An exact copy of all the data is required, with pictures left out.
-------
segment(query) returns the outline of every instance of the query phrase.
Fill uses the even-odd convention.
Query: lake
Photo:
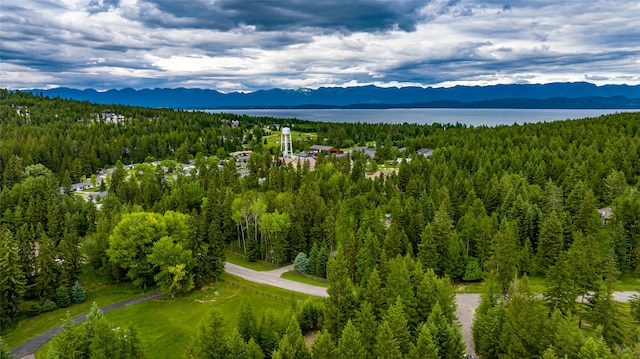
[[[580,110],[580,109],[470,109],[470,108],[410,108],[410,109],[274,109],[274,110],[207,110],[211,113],[234,113],[249,116],[298,118],[321,122],[367,123],[432,123],[468,126],[498,126],[567,119],[598,117],[601,115],[632,112],[634,110]]]

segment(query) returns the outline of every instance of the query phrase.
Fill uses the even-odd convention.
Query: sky
[[[640,84],[637,0],[0,0],[0,87]]]

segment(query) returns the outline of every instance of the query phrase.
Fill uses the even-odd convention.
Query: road
[[[129,300],[125,300],[123,302],[120,303],[115,303],[115,304],[111,304],[111,305],[107,305],[106,307],[100,308],[102,309],[102,311],[104,313],[112,311],[114,309],[118,309],[118,308],[123,308],[123,307],[127,307],[130,305],[134,305],[140,302],[144,302],[153,298],[157,298],[159,296],[162,295],[162,292],[155,292],[155,293],[151,293],[151,294],[147,294],[145,296],[142,297],[138,297],[138,298],[134,298],[134,299],[129,299]],[[83,320],[85,320],[87,318],[87,314],[89,313],[85,313],[82,314],[80,316],[77,316],[75,318],[72,319],[72,321],[74,323],[80,323]],[[45,345],[49,340],[51,340],[51,338],[53,338],[56,334],[60,333],[62,331],[62,326],[58,325],[55,328],[51,328],[49,330],[47,330],[46,332],[38,335],[35,338],[32,338],[20,345],[18,345],[17,347],[11,349],[11,354],[13,354],[16,358],[26,358],[26,357],[33,357],[33,355],[36,353],[36,351],[38,351],[38,349],[40,349],[40,347],[42,347],[43,345]]]

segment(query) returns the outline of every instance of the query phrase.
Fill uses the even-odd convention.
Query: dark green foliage
[[[13,357],[14,356],[13,354],[11,354],[11,350],[9,350],[9,347],[4,343],[2,337],[0,337],[0,358],[12,359]]]
[[[331,334],[320,332],[311,347],[313,359],[333,359],[336,357],[336,346],[331,339]]]
[[[238,332],[245,342],[248,342],[251,338],[258,338],[258,323],[256,322],[256,317],[253,315],[251,305],[247,302],[242,302],[240,305]]]
[[[225,322],[217,310],[201,324],[193,344],[187,349],[187,358],[224,358],[228,353]]]
[[[336,358],[339,359],[367,358],[367,351],[362,343],[362,336],[351,320],[346,323],[342,330],[336,352]]]
[[[395,338],[394,333],[386,320],[378,327],[374,353],[374,356],[379,359],[402,358],[400,342]]]
[[[71,305],[71,293],[69,293],[69,288],[65,286],[60,286],[56,289],[55,300],[60,308],[66,308]]]
[[[331,336],[337,338],[340,337],[342,328],[347,324],[347,321],[353,316],[355,297],[346,263],[340,253],[329,260],[327,272],[329,298],[325,301],[324,328]]]
[[[474,257],[467,258],[467,264],[462,275],[462,280],[473,282],[482,279],[483,273],[478,260]]]
[[[47,300],[45,301],[42,306],[40,306],[40,311],[42,313],[46,313],[46,312],[50,312],[54,309],[57,309],[58,305],[56,304],[56,302],[51,301],[51,300]]]
[[[0,228],[0,323],[15,319],[26,290],[18,248],[8,228]]]

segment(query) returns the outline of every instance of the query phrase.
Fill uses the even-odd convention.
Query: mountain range
[[[435,87],[320,87],[222,93],[208,89],[156,88],[96,91],[29,90],[102,104],[177,109],[250,108],[593,108],[640,109],[640,85],[587,82]]]

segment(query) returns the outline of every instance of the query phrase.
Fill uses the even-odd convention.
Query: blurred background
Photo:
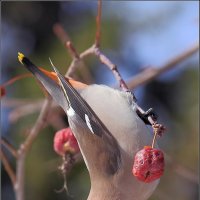
[[[18,51],[46,69],[50,69],[50,57],[65,73],[71,58],[54,34],[54,24],[59,22],[64,27],[80,53],[94,42],[96,13],[96,1],[1,2],[1,84],[26,73],[17,61]],[[198,1],[103,2],[101,48],[118,65],[125,80],[149,66],[162,67],[197,43]],[[80,80],[116,85],[111,72],[96,58],[89,57],[85,64],[88,70],[77,73]],[[158,141],[166,153],[165,174],[150,200],[198,199],[198,53],[134,92],[139,104],[145,110],[153,107],[159,121],[167,127]],[[1,99],[1,134],[15,147],[33,126],[43,98],[33,78],[6,88],[6,96]],[[65,192],[55,192],[62,187],[63,178],[58,170],[61,158],[53,151],[53,136],[68,124],[61,109],[54,108],[51,112],[27,158],[26,199],[86,199],[90,182],[83,162],[76,164],[68,175],[71,197]],[[15,160],[7,155],[14,167]],[[3,166],[1,181],[2,199],[15,199]]]

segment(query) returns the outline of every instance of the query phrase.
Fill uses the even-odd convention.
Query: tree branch
[[[153,80],[157,76],[161,75],[162,73],[173,69],[177,66],[177,64],[181,63],[182,61],[189,58],[191,55],[199,51],[199,45],[195,45],[192,48],[188,49],[184,53],[178,55],[177,57],[170,60],[165,65],[159,67],[159,68],[147,68],[141,73],[134,76],[131,80],[127,81],[127,85],[130,89],[134,89],[140,85],[144,85],[147,82]]]
[[[46,122],[46,118],[51,106],[51,98],[47,97],[43,104],[42,110],[39,114],[39,117],[31,129],[28,137],[20,145],[18,149],[18,159],[16,164],[16,183],[15,183],[15,194],[17,200],[24,200],[24,172],[25,172],[25,159],[28,151],[30,150],[35,138],[38,136],[40,130]]]
[[[2,149],[0,150],[0,159],[3,163],[3,166],[6,170],[6,172],[8,173],[8,176],[10,177],[11,182],[12,182],[13,187],[14,187],[14,185],[16,183],[16,176],[15,176],[13,169],[10,166],[10,163],[8,162],[6,155],[3,153]]]
[[[96,36],[95,36],[95,46],[100,47],[100,39],[101,39],[101,12],[102,12],[102,0],[98,0],[98,9],[97,9],[97,17],[96,17]]]
[[[12,144],[10,144],[10,142],[8,142],[5,138],[1,138],[0,142],[3,146],[6,147],[6,149],[15,157],[17,158],[17,150],[13,147]]]
[[[53,32],[62,41],[63,44],[65,44],[66,42],[70,41],[68,34],[65,32],[65,30],[60,25],[60,23],[54,24]]]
-------
> SOLUTION FOR THIS EXERCISE:
segment(query) returns the outline of every instance of the query phrase.
Fill uses the even-odd convention.
Query: lake
Photo:
[[[580,110],[580,109],[470,109],[470,108],[410,108],[410,109],[274,109],[274,110],[207,110],[211,113],[234,113],[249,116],[298,118],[321,122],[367,123],[432,123],[468,126],[498,126],[567,119],[598,117],[601,115],[632,112],[634,110]]]

segment(query) returns the outline of every instance of the query phrase.
Fill uses the even-odd convention.
Query: sky
[[[640,84],[637,0],[0,0],[0,87]]]

segment(query) returns the outline of every instance of the query phrase.
Fill uses the even-odd convention.
Query: road
[[[129,300],[125,300],[123,302],[120,303],[115,303],[115,304],[111,304],[111,305],[107,305],[106,307],[100,308],[102,309],[102,311],[104,313],[112,311],[114,309],[118,309],[118,308],[123,308],[123,307],[127,307],[130,305],[134,305],[140,302],[144,302],[153,298],[157,298],[159,296],[162,295],[162,292],[155,292],[155,293],[151,293],[151,294],[147,294],[145,296],[142,297],[138,297],[138,298],[134,298],[134,299],[129,299]],[[83,320],[85,320],[87,318],[87,314],[89,313],[85,313],[82,314],[80,316],[77,316],[75,318],[72,319],[72,321],[74,323],[80,323]],[[45,345],[49,340],[51,340],[51,338],[53,338],[56,334],[60,333],[62,331],[62,326],[58,325],[55,328],[51,328],[49,330],[47,330],[46,332],[38,335],[35,338],[32,338],[20,345],[18,345],[17,347],[11,349],[11,354],[13,354],[16,358],[26,358],[26,357],[33,357],[33,355],[36,353],[36,351],[38,351],[38,349],[40,349],[40,347],[42,347],[43,345]]]

segment(query) returns the outline of every instance of the query phrase.
Fill uses the even-odd convention.
Query: dark green foliage
[[[13,357],[14,356],[13,354],[11,354],[11,350],[9,350],[9,347],[4,343],[2,337],[0,337],[0,358],[12,359]]]
[[[331,334],[320,332],[311,347],[313,359],[333,359],[336,357],[336,346],[331,339]]]
[[[238,332],[245,342],[248,342],[251,338],[258,338],[258,323],[256,322],[256,317],[253,315],[251,305],[247,302],[242,302],[240,305]]]
[[[225,322],[217,310],[201,324],[193,344],[187,349],[187,358],[224,358],[228,353]]]
[[[336,358],[339,359],[367,358],[367,351],[362,343],[362,336],[351,320],[346,323],[342,330],[336,352]]]
[[[395,338],[394,333],[386,320],[378,327],[374,353],[374,356],[379,359],[402,358],[400,342]]]
[[[71,305],[71,293],[69,293],[69,288],[65,286],[60,286],[56,289],[55,300],[60,308],[66,308]]]
[[[331,336],[337,338],[340,337],[342,328],[347,324],[347,321],[353,316],[355,297],[346,263],[340,253],[329,260],[327,272],[329,298],[325,301],[324,328]]]
[[[474,257],[467,258],[467,264],[462,275],[462,280],[473,282],[482,279],[483,273],[478,260]]]
[[[47,300],[45,301],[42,306],[40,306],[40,311],[42,313],[46,313],[46,312],[50,312],[54,309],[57,309],[58,305],[56,304],[56,302],[51,301],[51,300]]]
[[[0,228],[0,323],[15,319],[26,290],[18,248],[8,228]]]

segment(query) returns the outline of every instance of the query phrase.
Fill uses the even-odd convention.
Query: mountain range
[[[435,87],[320,87],[222,93],[208,89],[156,88],[96,91],[29,90],[102,104],[177,109],[250,108],[593,108],[640,109],[640,85],[587,82]]]

segment(query) returns the outline of every instance of the query phrase.
Fill uses the even-odd convention.
Query: blurred background
Photo:
[[[18,51],[46,69],[50,69],[50,57],[65,73],[71,58],[54,34],[54,24],[59,22],[64,27],[80,53],[94,42],[96,13],[96,1],[1,2],[1,84],[26,73],[17,61]],[[198,1],[103,2],[101,48],[118,65],[125,80],[149,66],[162,67],[197,43]],[[80,80],[116,85],[111,72],[96,58],[89,57],[85,64],[88,70],[77,73]],[[158,141],[166,153],[165,174],[150,200],[198,199],[198,53],[134,92],[139,104],[145,110],[153,107],[159,121],[167,127]],[[1,99],[1,134],[15,147],[33,126],[43,98],[33,78],[6,88],[6,96]],[[65,192],[55,192],[62,187],[63,178],[58,170],[61,158],[53,151],[53,136],[68,124],[61,109],[54,108],[51,112],[27,158],[26,199],[86,199],[90,182],[83,162],[76,164],[68,175],[71,197]],[[15,160],[7,155],[14,167]],[[3,166],[1,181],[2,199],[15,199]]]

segment(query) returns the outline of every instance of the query phrase.
Fill uses the even-odd convention.
Query: tree branch
[[[153,80],[157,76],[161,75],[162,73],[173,69],[177,66],[177,64],[181,63],[182,61],[189,58],[191,55],[199,51],[199,45],[195,45],[192,48],[188,49],[184,53],[178,55],[177,57],[170,60],[165,65],[159,67],[159,68],[147,68],[141,73],[134,76],[131,80],[127,81],[127,85],[130,89],[134,89],[140,85],[144,85],[147,82]]]
[[[46,122],[46,118],[51,106],[51,98],[47,97],[43,104],[42,110],[39,114],[39,117],[31,129],[28,137],[20,145],[18,149],[18,159],[16,164],[16,183],[15,183],[15,194],[17,200],[24,200],[24,172],[25,172],[25,159],[28,151],[30,150],[35,138],[38,136],[40,130]]]
[[[2,149],[0,150],[0,159],[3,163],[3,166],[6,170],[6,172],[8,173],[8,176],[10,177],[11,182],[12,182],[13,187],[14,187],[14,185],[16,183],[16,176],[15,176],[13,169],[10,166],[10,163],[8,162],[6,155],[3,153]]]
[[[96,36],[95,36],[95,46],[100,47],[100,39],[101,39],[101,12],[102,12],[102,0],[98,0],[98,9],[97,9],[97,17],[96,17]]]
[[[12,144],[10,144],[10,142],[8,142],[5,138],[1,138],[0,142],[3,146],[6,147],[6,149],[15,157],[17,158],[17,150],[13,147]]]
[[[53,32],[62,41],[63,44],[65,44],[66,42],[70,41],[68,34],[65,32],[65,30],[60,25],[60,23],[54,24]]]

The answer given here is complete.